Excerpted records:
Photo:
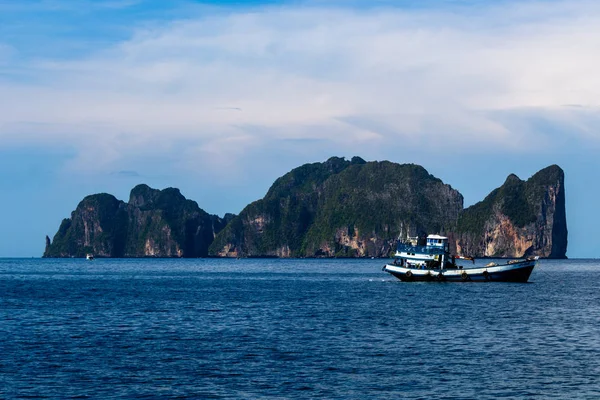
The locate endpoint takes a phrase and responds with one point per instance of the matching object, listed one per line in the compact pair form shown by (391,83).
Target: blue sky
(220,98)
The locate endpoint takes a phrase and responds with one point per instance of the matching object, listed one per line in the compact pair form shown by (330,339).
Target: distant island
(338,208)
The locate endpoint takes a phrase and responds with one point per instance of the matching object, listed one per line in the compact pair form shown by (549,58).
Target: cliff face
(338,208)
(341,208)
(520,218)
(155,223)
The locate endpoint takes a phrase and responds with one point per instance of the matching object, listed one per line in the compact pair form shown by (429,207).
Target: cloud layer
(225,84)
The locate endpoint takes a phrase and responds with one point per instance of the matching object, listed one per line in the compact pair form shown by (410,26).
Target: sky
(219,98)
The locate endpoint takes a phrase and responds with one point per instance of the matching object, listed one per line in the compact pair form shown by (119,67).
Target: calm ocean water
(293,329)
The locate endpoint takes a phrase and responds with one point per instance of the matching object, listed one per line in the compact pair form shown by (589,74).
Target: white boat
(433,262)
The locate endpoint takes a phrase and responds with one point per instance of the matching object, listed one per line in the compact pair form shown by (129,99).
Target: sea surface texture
(246,329)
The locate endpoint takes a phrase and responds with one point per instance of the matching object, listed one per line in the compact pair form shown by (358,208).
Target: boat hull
(515,272)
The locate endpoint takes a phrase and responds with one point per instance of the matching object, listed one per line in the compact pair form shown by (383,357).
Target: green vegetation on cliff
(343,208)
(159,223)
(309,210)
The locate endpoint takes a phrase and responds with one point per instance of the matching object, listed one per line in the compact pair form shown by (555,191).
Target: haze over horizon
(219,98)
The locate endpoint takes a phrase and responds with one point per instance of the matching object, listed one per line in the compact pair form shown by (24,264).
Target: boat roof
(436,237)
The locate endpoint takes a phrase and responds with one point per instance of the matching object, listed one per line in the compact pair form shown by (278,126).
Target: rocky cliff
(338,208)
(341,208)
(154,223)
(520,218)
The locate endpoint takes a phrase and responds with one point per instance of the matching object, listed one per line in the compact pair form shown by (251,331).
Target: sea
(293,328)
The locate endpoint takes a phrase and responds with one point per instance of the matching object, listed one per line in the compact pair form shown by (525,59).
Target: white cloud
(226,83)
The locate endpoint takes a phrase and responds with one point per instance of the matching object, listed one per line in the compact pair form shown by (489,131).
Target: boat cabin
(434,254)
(439,242)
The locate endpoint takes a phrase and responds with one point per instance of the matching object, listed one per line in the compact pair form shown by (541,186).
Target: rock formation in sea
(338,208)
(354,208)
(154,223)
(520,218)
(341,208)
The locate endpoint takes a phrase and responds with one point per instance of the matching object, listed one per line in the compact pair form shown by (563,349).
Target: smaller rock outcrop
(155,223)
(518,219)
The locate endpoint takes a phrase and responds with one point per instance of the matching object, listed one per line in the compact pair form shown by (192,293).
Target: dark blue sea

Work order: The answer should consist only of the lines from the one with "shown by (192,293)." to the final line of the records above, retyped word for word.

Response:
The locate endpoint takes a phrase and responds with one point per instance of the matching object, listed one per line in the compact pair form shown by (192,293).
Target: dark blue sea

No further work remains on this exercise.